*What to produce*.
The records that follow should be returned exactly, pictures excluded.

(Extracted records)

=======

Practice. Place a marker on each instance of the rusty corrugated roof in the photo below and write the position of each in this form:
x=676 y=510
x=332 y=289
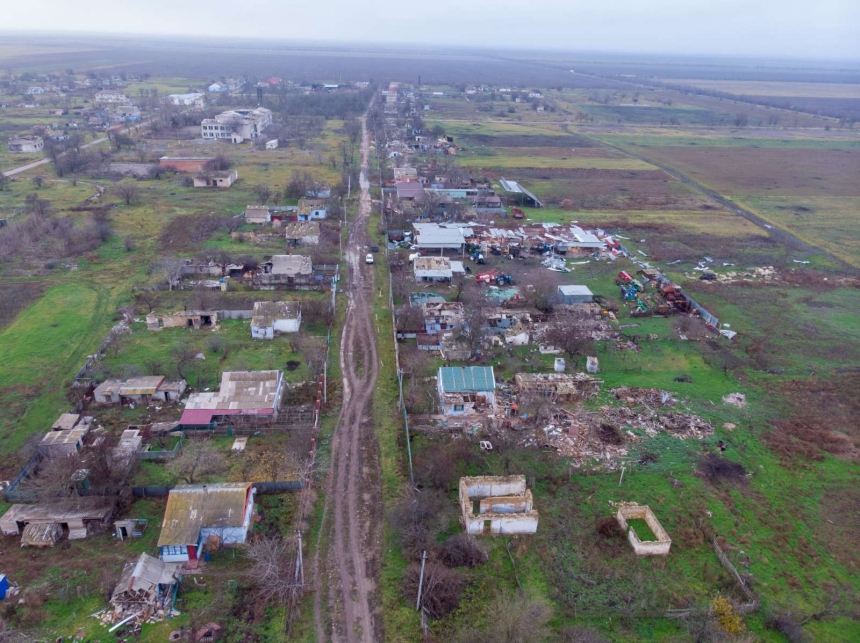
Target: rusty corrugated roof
x=192 y=507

=======

*Finished exercise*.
Practice. Place a marker on each instance of the rusty corrugated roof in the photo below and write the position of each in this form:
x=676 y=510
x=332 y=289
Target: rusty corrugated roof
x=192 y=507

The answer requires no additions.